**What the task requires**
Please change "Spot all occurrences" to "Find every instance" everywhere in the data below, and reproduce the data with nothing else altered.

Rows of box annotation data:
-------

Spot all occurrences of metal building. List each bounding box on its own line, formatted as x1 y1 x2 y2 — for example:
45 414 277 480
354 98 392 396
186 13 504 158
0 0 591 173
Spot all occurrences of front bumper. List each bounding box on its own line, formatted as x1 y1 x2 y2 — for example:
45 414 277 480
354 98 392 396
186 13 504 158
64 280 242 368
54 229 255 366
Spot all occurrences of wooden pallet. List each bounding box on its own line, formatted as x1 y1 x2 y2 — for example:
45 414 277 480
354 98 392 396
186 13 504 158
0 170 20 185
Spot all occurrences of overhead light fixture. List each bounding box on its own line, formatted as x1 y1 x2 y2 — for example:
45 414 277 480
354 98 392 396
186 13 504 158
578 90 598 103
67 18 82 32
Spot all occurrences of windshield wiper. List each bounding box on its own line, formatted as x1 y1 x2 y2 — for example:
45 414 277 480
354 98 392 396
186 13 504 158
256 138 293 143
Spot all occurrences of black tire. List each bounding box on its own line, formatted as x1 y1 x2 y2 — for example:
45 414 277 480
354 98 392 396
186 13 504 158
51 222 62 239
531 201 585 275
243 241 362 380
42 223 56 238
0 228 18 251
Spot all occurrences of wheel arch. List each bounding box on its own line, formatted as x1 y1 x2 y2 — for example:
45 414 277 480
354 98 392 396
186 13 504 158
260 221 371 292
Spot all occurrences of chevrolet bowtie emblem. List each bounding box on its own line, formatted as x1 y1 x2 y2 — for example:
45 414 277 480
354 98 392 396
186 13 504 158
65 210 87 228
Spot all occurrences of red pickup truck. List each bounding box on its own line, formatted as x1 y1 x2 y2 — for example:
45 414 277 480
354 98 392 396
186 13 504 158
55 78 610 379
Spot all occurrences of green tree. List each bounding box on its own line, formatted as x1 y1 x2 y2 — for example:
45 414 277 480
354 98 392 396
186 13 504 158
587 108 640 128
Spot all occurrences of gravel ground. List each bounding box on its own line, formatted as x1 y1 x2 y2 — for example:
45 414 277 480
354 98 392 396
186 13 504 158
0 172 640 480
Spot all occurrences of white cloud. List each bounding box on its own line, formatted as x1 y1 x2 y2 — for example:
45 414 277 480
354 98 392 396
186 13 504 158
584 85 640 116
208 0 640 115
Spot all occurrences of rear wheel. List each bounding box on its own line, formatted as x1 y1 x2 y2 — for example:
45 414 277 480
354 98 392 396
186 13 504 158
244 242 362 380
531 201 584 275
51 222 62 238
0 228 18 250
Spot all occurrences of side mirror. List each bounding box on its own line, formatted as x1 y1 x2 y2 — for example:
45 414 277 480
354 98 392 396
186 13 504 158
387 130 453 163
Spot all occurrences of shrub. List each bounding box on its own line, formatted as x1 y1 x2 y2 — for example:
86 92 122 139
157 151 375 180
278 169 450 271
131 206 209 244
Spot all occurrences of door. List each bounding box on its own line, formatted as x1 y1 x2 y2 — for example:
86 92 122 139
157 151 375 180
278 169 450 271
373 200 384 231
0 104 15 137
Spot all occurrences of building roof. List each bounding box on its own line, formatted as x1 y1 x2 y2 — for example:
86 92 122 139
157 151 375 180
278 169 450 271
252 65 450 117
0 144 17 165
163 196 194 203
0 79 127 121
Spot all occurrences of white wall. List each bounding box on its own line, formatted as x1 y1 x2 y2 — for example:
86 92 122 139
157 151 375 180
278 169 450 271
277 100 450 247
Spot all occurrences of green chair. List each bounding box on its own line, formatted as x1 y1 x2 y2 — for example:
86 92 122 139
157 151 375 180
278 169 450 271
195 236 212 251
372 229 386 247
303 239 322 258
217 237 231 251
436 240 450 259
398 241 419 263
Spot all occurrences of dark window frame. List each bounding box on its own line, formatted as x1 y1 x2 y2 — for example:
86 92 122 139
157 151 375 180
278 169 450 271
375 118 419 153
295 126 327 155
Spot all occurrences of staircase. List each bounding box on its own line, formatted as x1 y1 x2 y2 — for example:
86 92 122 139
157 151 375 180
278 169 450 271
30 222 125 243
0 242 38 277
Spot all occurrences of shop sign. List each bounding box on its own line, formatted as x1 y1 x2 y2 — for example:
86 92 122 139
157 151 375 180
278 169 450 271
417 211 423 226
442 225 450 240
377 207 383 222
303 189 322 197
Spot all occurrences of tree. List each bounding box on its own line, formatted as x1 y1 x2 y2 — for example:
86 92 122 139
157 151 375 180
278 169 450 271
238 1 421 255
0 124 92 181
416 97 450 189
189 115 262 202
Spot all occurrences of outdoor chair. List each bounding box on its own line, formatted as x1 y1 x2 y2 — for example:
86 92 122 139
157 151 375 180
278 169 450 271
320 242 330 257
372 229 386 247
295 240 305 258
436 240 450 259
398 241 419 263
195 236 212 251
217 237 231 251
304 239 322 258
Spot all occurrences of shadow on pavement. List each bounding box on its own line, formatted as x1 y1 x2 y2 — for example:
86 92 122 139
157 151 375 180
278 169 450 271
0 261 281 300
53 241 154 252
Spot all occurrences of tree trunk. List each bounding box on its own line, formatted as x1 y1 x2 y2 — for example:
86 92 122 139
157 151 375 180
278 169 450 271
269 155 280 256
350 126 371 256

-------

**Right answer**
Find every instance of metal building. List each bounding box on its own line, formatted as x1 y1 x2 y2 — for example:
45 414 277 480
354 98 392 396
186 13 504 158
0 0 591 173
Find every instance of front bumper. List each bounding box on its own line, formatted as x1 y1 x2 y2 — for example:
45 414 277 480
354 98 392 396
186 13 504 158
64 280 242 368
54 229 255 366
Find every instance of wooden pallet. List each bounding box on its own line, formatted as x1 y1 x2 y2 — for example:
45 414 277 480
354 98 392 396
186 13 504 158
0 170 20 185
Find every instance of overhead light fixture. List each bounding box on its own line, formatted as x1 y1 x2 y2 — for example:
45 414 277 480
354 98 392 396
186 13 504 158
578 90 598 103
67 18 82 32
Find every instance of windshield wiper. List each bounding box on its own line, formatted as x1 y1 x2 y2 — for example:
45 414 277 480
354 98 392 396
186 13 504 158
256 138 293 143
Find every instance of black tire. List each bounding box on its own line, formatted as x1 y1 x2 y2 — for example:
45 414 277 480
354 98 392 396
186 13 504 158
51 222 62 239
531 201 585 275
243 241 362 380
42 223 56 238
0 228 18 251
Find every instance of wheel arch. List each bounding box on its own line, formatted as x1 y1 x2 y2 — for example:
45 414 277 480
354 98 392 396
186 13 504 158
260 221 371 292
Find every instance of chevrolet bowtie emblem. List each bounding box on its own line, formatted as x1 y1 x2 y2 — for example:
45 414 277 480
354 98 392 396
186 13 504 158
65 210 87 228
Find every instance of red pickup truck. List each bounding box on its own line, formatted as x1 y1 x2 y2 — for example:
45 414 277 480
354 98 392 396
186 13 504 158
55 78 610 379
Find every instance of green tree. List each bounding box on its own line, formatted as x1 y1 x2 y2 — for example:
45 414 277 480
354 98 392 396
186 13 504 158
587 108 640 128
Find every instance of gravel ground. List each bounding box on its own line, formatted as x1 y1 x2 y2 — for example:
45 414 277 480
354 98 392 396
186 13 504 158
0 172 640 480
Find every instance of white cloud. List each bounding box on its own line, formatted as x1 y1 x2 y2 — for example:
45 414 277 480
354 98 392 396
186 13 504 158
584 85 640 116
208 0 640 115
Find every instance of rear wheel. List each bounding box on its own line, formatted as x1 y1 x2 y2 — for example:
45 414 277 480
354 98 392 396
186 13 504 158
244 242 362 380
531 201 584 275
51 222 62 238
0 228 18 250
Find every instance of side mirror. List each bounding box on its own line, formatted as x1 y1 x2 y2 — for example:
45 414 277 480
354 98 392 396
186 13 504 158
387 130 453 163
Find every instance of shrub. List each bounding box on its own line, formatted as x1 y1 x2 y2 — for example:
86 92 122 139
157 151 375 180
278 169 450 271
131 206 209 244
Find every instance of door. List each bounding box on its own line, formatted as x1 y1 x2 y2 — for example:
86 92 122 139
157 151 375 180
278 169 450 271
373 200 384 231
0 104 15 137
Find every instance of building roof. List each bounding box on its own line, formatted as x1 y1 x2 y2 — for example:
86 92 122 139
157 151 375 180
278 169 450 271
252 65 450 117
0 144 17 165
163 196 194 203
0 79 127 121
Find every instance of white wall. List each bounding box on its own line, formatted as x1 y1 x2 y2 — for example:
86 92 122 139
157 151 375 180
278 169 450 271
277 100 450 247
Find every instance of green chair. List each bounding box on its own line, formatted as x1 y1 x2 y2 — for example:
86 92 122 139
157 151 375 180
278 169 450 271
195 236 212 251
372 229 386 247
303 239 322 258
217 237 231 251
436 240 450 259
398 241 419 263
Find every instance of dark window frame. List each bounding box on its own line, formatted as x1 y1 x2 y2 — for example:
86 92 122 139
157 151 375 180
278 169 450 271
375 118 419 153
295 126 327 155
Find every instance of staircase. List each bounding box on its own line, formatted as x1 y1 x2 y2 — for example:
86 92 122 139
157 151 375 180
278 169 450 271
30 222 125 243
0 242 38 277
Find every instance of shop sign. List each bounding box on its own line, formatted as x1 y1 x2 y2 — for example:
86 92 122 139
157 151 375 180
278 169 450 271
417 211 423 226
442 225 450 240
377 207 383 222
303 189 322 197
Find every instance of tree. List each bounding box on its own line, formatted as x1 y1 x2 y2 — for example:
86 92 122 139
157 151 375 180
278 169 450 271
238 1 421 255
0 124 92 181
416 97 450 189
189 115 262 202
Find every instance of outdoor chair. List each bounding box on its own line, formatted as x1 y1 x2 y2 — for example:
86 92 122 139
157 151 375 180
278 169 450 271
320 242 330 257
372 229 386 247
295 240 305 258
436 240 450 259
398 241 419 263
195 236 212 251
217 237 231 251
304 239 322 258
Find every instance of shadow on pavement. List each bounding box on its own line, formatted as x1 y1 x2 y2 — for example:
86 92 122 139
157 151 375 180
278 169 450 271
0 261 281 300
53 241 154 252
Find every instance of tree trunk. List each bounding box on its own line, formatted as x1 y1 x2 y2 — for example:
86 92 122 139
157 151 375 180
278 169 450 271
269 155 280 256
350 126 371 256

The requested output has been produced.